Thread: Is this a valid way to do a copy instead of a memcpy?

Basically the lines in question below are


queue[tail] = element;
vs.
memcpy(&queue[tail], &element, sizeof(T));


Is doing the first (queue[tail] = element) a valid way to do this? I have included a simple stupid example.

Code:

template <typename T>
class Stupid
{
protected:
        T *queue;
        uint16_t head;
        uint16_t tail;
        size_t numElements;
public:
        Stupid(size_t numElements, size_t alignment) :
          head(0), tail(0), numElements(numElements)
                {
                        size_t size = sizeof(T)*numElements;
                        posix_memalign((void**)(&queue), alignment, size);
                }
        virtual int
        enQueue(T &element)
                {
                        //void *temp = &element;
                        queue[tail] = element;
                        //memcpy(&queue[tail], temp, sizeof(T));
                        tail++;
                        if (tail >= numElements)
                                tail = 0;
                }
};

>But since std::string (and any properly programmed type with allocated data) will have overloaded operator=, using = will work just fine, copying both the basic structure data and also creating new allocated memory for the pointers to point to.

So, this is a user runtime that interacts with hardware. The type passed into the "enQueue" is shared with the firmware and those structs are defined as C code, as the firmware is written in C (the user mode driver that sits on top is C++, just like OpenMP and OpenCL).

RECORDS SUPPLIED:
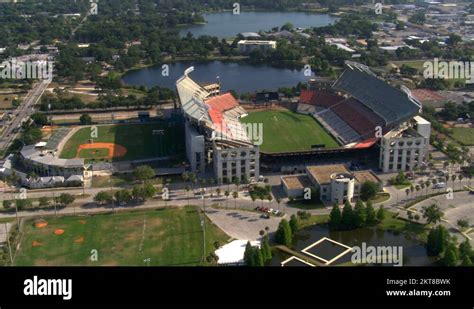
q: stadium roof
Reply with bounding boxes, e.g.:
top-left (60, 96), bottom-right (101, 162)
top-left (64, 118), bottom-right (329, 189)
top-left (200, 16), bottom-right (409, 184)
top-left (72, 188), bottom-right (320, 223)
top-left (333, 63), bottom-right (421, 126)
top-left (176, 73), bottom-right (211, 125)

EXERCISE 1:
According to the memcpy thread, what language is the firmware written in?
EXERCISE 2:
Extract the passage of the memcpy thread from "Basically the lines" up to and including "simple stupid example.".
The entries are not needed for what follows.

EXPECTED ANSWER 1:
C.

EXPECTED ANSWER 2:
Basically the lines in question below are


queue[tail] = element;
vs.
memcpy(&queue[tail], &element, sizeof(T));


Is doing the first (queue[tail] = element) a valid way to do this? I have included a simple stupid example.